THE REQUEST -> State how many rows below contain the string "water", treating uppercase and lowercase as different, and reply with only that number.
====================
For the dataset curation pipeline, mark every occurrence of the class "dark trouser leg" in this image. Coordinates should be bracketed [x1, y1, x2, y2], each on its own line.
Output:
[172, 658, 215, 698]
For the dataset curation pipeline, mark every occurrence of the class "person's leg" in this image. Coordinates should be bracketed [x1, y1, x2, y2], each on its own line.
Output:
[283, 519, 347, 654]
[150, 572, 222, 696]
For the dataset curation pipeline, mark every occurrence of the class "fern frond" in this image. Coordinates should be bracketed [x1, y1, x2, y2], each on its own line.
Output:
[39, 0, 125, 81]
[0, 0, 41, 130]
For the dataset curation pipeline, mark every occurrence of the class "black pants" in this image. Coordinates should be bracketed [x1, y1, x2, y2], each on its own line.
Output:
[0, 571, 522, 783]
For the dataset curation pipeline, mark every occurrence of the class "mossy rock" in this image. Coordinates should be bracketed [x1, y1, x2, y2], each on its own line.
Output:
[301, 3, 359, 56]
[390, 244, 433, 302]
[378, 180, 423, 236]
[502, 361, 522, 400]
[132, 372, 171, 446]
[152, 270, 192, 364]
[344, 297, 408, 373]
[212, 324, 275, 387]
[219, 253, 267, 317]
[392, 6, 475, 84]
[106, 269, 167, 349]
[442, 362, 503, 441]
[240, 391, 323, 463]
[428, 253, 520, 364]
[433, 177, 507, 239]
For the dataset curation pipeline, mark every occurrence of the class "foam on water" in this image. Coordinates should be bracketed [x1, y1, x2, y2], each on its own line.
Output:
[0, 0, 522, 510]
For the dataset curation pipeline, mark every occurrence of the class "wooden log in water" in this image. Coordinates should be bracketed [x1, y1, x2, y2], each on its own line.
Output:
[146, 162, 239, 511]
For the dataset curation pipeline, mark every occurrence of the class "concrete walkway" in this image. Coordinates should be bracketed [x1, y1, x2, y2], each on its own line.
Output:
====================
TASK RESPONSE -> 2